• WHAT THE TASK REQUIRES
Please continue the post below about recovering from thyroid cancer treatment, picking up right after its final line.

• EXCERPT
┄┄┄┄┄┄┄┄┄┄┄┄┄┄┄┄┄┄┄┄

NoThyroidFilter: People with post LID, hypo hell and RAI experience: how long did it take to recover and get back to "normal" (normal with regards to the necessary extreme hypothyroid state)? Recommendations for helping me get through the recovery period?

Background: A few months ago, I had a total thyroidectomy. 10 days post-op, the pathology report came back with the bad news: 2 tumors: a follicular carcinoma measuring 11.1 x 8.2 x 5.1 cm and a papillary carcinoma measuring 1.7 x 1.5 x 1.0 cm. Holy crap.

In early December, I moved from Levoxyl 250mg/day to Cytomel 25mg 2x/day in prep for my first body scan and radioiodine. On 12/18, I stopped all meds and started the LID (low-iodine diet).

Over the course of the next three weeks, I sank deep into hypothyroid hell. On top of OMG CANCER!, I was told to expect extreme moodiness, weight gain, anxiety, confusion and fatigue. Bingo! Check, check and check. With minimal caloric changes,I put on roughly 20lbs. I know the vast majority of this is water weight. I've developed the classic myxedema, especially in my face (as illustrated here (me) and hereNSFW).

Last week, I had my Iodine-123 tracer followed by the whole body scan. The next day, I received 150mCi of Iodine-131 as the ablative dose. (I have a followup scan in two days).
Radiation isolation and LID ended on Saturday (yay!) and I got to go back on my Levoxyl (now increased to 300mg/day) with the addition of Cytomel for the next few weeks.

So here I am, day 2 back on thyroid meds, eating a low sodium diet, drinking plenty of water, but I'm still so bloated! My fingers are like sausages and they feel arthritic. My clothes don't fit and I've developed a waddle when I walk. I'm still very moody (more angry than sad), cloudy mentally and fairly tired. I'd love to go out and go for a walk, but I'm also at the tail end of a bad bout of bronchitis, so I don't want to exacerbate that with exercise in the frigid air. I have a followup with my endocrinologist in early February, but I'm probably going to call tomorrow to ask anyway. I know it's not going to change overnight, but how long can I expect this to last? Weeks? Months?

┄┄┄┄┄┄┄┄┄┄┄┄┄┄┄┄┄┄┄┄

• DATA SEGMENT
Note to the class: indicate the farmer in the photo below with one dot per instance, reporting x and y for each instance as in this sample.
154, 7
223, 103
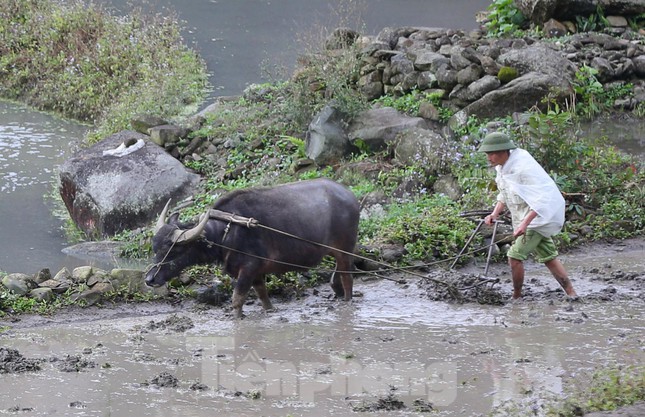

┄┄┄┄┄┄┄┄┄┄┄┄┄┄┄┄┄┄┄┄

• ANSWER TO THIS PROBLEM
posted by Cat Pie Hurts to Health & Fitness (6 answers total) 6 users marked this as a favorite
 
I went through this in 2008. Due to ineptitude at the woman running radiology lab where I was getting my scan, I was half out of my mind with a TSH of 100+ by the time I was able to go back on my meds. And then, I was started out on only 125mcg of levothyroxine a day (my dose now is 250 mcg per day), and no Cytomel. After a week or so, my doc gave me some Cytomel as a boost which helped immensely. I went to work about a week after, but was really draggy for about 6 weeks. At two months after the scan, my TSH was still over 10, and I finally got a significant bump in my daily levothyroxine, and that was the turning point. I never had the major bloat that you describe, just intense fatigue and cloudiness.

But... it seems like you are getting a more appropriate dose of meds off the bat. (For comparison, I was 280lbs at the time, so I was really being under medicated). Hopefully, you'll bounce back quicker. Getting my TSH under 1 really seemed to be the key for me to start feeling great instead of just "okay", and that took about 5 months. But another cut-throat I know only took about 2 months to get back to normal.
posted by kimdog at 4:48 PM on January 10, 2010


Normally, the cure for bloating is to drink more water. So if "plenty" isn't enough, kick it up a little.
posted by gjc at 6:26 PM on January 10, 2010


gjc - this is far from a normal situation. And I'm already consuming a vast amount of water.
posted by Cat Pie Hurts at 6:31 PM on January 10, 2010


It takes a good six weeks to really see the full results from each change in thyroxine dosage (that's the Levoxyl). Since liothyronine (Cytomel) acts much faster, you can see good results from it after just a week or two, and some feeling of relief just an hour after taking it.

I take both for my autoimmune thyroid disease (some of us aren't all that good at converting thyroxine to liothyronine in our tissues and have to take both to be well), and sometimes after a change in thyroxine dosage I take an extra 5 microgram liothyronine pill every day or two for just a few days, while waiting for the thyroxine to kick in.

It's important not to overdo it because too much thyroid hormone is as miserable a feeling as too little, impossible though that is to believe when you're in the throes of being severely hypo.
posted by Ery at 6:08 AM on January 11, 2010


I am so sorry about your thyroid situation. Unfortunately, I do not have encouraging news. It can take a really long time to get back to normal. I am six months out, and the brain fog is only just now starting to lift. The weight struggle will continue for some time.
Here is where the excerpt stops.